**Your goal:** Take the line that contains "In the picture above, where can the wooden" as the first line and the last line of the material below as the final one; reproduce exactly the lines between, inclusive.

§

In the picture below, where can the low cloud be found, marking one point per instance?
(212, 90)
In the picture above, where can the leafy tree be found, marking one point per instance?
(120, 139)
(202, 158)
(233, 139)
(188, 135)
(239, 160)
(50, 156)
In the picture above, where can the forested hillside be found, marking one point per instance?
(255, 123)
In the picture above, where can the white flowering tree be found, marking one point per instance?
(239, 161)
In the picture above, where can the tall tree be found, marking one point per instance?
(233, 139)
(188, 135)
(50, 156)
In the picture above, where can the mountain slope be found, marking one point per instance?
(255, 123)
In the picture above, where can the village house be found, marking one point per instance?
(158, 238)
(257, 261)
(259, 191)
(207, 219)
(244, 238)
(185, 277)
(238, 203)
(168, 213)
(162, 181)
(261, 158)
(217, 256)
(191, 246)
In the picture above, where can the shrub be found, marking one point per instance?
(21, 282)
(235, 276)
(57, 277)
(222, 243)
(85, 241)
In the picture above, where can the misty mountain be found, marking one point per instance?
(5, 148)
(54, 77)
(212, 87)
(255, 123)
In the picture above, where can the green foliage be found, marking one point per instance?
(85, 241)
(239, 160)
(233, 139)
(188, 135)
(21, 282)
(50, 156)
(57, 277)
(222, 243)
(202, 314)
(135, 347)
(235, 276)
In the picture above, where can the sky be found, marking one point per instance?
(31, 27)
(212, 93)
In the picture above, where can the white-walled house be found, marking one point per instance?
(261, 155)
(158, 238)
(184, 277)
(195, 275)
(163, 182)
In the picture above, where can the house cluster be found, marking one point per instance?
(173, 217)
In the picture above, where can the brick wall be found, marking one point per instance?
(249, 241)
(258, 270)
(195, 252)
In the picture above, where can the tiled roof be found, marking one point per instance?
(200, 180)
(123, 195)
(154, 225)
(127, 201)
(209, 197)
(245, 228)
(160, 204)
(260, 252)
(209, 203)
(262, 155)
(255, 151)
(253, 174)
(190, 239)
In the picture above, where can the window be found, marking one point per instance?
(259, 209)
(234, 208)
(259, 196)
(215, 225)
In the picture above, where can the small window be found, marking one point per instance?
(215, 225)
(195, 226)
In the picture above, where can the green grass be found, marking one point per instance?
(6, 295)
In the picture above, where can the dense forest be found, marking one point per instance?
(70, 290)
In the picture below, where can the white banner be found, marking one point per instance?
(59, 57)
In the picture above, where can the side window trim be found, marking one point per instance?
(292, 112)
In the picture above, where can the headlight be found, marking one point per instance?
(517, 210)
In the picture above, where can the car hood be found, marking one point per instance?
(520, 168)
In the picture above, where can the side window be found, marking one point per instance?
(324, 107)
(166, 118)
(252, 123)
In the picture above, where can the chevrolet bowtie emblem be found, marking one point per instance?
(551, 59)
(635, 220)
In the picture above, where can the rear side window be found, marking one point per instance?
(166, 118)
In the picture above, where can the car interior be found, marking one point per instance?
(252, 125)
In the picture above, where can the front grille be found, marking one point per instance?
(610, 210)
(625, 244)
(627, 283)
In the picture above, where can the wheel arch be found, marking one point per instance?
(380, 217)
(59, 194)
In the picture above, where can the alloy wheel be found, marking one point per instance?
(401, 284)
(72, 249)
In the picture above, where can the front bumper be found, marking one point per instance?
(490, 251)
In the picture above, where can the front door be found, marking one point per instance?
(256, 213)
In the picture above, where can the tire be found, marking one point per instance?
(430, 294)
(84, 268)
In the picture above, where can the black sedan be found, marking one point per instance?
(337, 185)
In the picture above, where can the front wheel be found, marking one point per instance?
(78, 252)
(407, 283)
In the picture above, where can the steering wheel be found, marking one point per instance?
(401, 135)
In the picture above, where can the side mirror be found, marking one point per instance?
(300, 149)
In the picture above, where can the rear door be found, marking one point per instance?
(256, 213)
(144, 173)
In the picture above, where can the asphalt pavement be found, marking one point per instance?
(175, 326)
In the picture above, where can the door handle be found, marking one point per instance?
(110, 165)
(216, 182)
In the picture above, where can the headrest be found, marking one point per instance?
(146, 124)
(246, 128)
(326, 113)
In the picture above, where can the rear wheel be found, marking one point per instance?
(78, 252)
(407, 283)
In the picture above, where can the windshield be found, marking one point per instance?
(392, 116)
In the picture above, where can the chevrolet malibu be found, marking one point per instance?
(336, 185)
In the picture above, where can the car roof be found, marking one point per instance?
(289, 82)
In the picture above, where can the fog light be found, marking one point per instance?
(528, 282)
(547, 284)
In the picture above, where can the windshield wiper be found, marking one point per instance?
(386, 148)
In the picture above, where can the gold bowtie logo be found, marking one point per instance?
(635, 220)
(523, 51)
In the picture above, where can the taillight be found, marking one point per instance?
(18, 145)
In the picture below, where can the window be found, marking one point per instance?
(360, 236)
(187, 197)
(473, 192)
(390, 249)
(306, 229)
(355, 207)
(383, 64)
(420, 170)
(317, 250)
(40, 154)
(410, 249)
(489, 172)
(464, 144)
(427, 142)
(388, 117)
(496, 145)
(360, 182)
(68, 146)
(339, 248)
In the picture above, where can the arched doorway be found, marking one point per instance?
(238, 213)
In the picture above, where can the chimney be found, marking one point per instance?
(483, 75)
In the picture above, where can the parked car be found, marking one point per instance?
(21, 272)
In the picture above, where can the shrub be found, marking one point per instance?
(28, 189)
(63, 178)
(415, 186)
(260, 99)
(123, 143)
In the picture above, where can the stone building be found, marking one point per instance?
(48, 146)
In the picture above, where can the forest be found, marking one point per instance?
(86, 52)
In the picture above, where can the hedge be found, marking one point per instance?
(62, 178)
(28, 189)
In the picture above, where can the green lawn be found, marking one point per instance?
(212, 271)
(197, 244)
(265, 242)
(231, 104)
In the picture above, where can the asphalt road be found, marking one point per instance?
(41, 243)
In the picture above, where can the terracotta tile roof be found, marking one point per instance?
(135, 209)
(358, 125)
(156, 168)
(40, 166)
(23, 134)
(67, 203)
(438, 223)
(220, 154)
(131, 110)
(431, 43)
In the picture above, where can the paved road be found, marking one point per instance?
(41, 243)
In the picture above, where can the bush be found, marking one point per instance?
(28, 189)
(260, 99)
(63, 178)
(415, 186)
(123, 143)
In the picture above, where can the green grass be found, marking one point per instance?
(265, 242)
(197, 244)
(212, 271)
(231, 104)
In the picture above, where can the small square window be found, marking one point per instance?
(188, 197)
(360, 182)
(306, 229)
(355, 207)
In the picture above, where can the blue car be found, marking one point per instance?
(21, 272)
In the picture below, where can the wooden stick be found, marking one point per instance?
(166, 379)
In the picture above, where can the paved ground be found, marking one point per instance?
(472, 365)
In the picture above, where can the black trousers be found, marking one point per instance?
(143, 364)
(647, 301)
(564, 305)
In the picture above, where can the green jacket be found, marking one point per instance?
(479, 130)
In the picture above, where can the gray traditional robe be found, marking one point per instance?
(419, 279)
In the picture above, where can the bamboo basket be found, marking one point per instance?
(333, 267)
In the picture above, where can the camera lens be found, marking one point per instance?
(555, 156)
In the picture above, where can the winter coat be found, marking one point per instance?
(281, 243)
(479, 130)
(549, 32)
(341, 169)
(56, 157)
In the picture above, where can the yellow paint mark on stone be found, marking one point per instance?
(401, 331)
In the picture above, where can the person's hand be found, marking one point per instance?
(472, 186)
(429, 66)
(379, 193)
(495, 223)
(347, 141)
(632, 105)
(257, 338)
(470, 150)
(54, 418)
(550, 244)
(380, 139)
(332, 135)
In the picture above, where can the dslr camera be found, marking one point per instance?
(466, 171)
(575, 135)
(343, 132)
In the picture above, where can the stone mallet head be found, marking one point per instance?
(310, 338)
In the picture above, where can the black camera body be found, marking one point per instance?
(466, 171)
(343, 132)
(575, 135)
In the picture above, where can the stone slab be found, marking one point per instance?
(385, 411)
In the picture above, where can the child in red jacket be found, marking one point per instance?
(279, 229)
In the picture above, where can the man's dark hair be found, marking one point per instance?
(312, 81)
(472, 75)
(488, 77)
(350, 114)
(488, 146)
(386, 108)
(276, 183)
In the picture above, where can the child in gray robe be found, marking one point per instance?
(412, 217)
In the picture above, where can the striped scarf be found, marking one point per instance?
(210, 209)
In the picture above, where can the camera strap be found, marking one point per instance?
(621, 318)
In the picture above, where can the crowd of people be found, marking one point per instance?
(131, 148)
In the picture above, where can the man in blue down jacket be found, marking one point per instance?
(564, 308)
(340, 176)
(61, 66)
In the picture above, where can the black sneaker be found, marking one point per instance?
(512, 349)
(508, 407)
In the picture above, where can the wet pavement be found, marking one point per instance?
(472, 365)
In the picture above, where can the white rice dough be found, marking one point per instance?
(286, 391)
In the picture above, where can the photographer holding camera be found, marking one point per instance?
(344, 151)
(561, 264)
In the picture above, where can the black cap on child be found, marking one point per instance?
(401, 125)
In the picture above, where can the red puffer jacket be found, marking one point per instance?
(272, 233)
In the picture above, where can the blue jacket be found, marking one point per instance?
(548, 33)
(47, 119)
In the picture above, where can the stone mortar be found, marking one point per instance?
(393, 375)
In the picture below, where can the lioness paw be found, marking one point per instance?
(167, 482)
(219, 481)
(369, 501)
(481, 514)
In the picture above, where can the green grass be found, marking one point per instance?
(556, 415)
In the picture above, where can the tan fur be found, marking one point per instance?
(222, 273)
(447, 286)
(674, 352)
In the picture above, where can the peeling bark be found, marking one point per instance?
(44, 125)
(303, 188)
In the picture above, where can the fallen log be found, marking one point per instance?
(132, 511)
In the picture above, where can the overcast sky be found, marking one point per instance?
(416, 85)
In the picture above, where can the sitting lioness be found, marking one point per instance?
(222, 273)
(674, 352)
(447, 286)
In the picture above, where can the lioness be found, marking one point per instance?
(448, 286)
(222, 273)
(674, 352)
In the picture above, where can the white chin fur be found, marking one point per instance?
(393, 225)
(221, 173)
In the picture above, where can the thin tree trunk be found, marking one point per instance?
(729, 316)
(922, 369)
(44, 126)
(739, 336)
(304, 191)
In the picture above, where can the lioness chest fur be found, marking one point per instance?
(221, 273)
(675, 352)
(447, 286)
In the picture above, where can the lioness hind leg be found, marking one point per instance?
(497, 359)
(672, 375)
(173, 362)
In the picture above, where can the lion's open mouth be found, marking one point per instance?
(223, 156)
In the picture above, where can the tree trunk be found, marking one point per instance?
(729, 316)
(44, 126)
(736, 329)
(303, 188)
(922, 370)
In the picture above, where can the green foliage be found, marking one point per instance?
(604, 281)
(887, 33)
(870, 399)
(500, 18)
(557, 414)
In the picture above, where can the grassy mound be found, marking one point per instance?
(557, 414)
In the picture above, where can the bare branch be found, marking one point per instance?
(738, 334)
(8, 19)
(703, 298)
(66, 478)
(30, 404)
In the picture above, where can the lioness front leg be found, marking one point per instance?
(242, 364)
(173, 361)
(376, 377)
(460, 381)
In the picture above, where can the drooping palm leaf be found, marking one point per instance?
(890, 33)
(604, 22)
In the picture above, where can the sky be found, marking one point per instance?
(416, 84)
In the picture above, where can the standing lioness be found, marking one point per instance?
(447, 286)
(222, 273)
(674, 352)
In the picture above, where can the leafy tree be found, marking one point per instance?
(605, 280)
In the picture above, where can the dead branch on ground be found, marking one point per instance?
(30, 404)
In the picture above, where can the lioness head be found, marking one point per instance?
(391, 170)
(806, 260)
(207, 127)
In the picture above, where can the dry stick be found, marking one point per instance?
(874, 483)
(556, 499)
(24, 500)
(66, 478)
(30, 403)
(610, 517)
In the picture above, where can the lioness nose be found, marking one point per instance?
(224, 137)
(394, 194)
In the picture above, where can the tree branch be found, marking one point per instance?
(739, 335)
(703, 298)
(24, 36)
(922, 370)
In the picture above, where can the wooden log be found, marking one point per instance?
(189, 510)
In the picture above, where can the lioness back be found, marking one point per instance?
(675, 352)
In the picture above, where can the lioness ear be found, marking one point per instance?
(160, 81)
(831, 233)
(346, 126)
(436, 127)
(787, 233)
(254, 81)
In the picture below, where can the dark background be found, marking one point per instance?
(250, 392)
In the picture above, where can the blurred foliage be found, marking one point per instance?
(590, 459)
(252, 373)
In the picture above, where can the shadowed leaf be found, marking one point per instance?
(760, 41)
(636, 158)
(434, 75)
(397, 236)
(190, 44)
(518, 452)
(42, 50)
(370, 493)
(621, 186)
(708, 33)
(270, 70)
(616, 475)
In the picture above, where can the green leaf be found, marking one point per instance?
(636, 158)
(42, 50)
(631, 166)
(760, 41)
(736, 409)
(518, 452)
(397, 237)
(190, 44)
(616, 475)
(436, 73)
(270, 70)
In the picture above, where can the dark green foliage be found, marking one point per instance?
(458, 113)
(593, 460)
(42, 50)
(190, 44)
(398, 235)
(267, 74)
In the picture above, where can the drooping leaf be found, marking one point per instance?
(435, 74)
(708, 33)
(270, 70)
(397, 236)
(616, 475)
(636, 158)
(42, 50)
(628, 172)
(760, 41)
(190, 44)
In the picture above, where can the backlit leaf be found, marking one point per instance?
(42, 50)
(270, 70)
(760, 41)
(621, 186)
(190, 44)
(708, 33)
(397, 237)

§

**Exercise output:**
In the picture above, where can the wooden log be found, marking one point per instance?
(189, 510)
In the picture above, where can the lioness back be found, marking one point per instance?
(675, 352)
In the picture above, where can the lioness ear be found, marking one point per instance?
(160, 81)
(831, 233)
(346, 126)
(436, 127)
(787, 233)
(254, 81)
In the picture below, where can the dark background be found, marking one point per instance?
(250, 392)
In the picture above, where can the blurred foliage be found, marking one point per instance?
(590, 459)
(252, 373)
In the picture above, where can the shadowed leaf be found, marking one point per instance?
(760, 41)
(636, 158)
(434, 75)
(397, 236)
(190, 44)
(518, 452)
(42, 50)
(370, 493)
(621, 186)
(708, 33)
(270, 70)
(616, 475)
In the picture above, where can the green leaf be found, marking one point per instance?
(636, 158)
(42, 50)
(631, 166)
(760, 41)
(736, 409)
(518, 452)
(397, 237)
(190, 44)
(616, 475)
(436, 73)
(270, 70)
In the picture above, where can the dark green foliage be found, marking one point per instance?
(458, 113)
(593, 460)
(42, 50)
(190, 44)
(398, 235)
(267, 74)
In the picture above, where can the drooping leaf be found, marking one point per instance?
(435, 74)
(708, 33)
(270, 70)
(397, 236)
(616, 475)
(636, 158)
(42, 50)
(628, 172)
(760, 41)
(190, 44)
In the picture above, where can the backlit leaf be found, marking one point per instance?
(42, 50)
(270, 70)
(760, 41)
(621, 186)
(190, 44)
(708, 33)
(397, 237)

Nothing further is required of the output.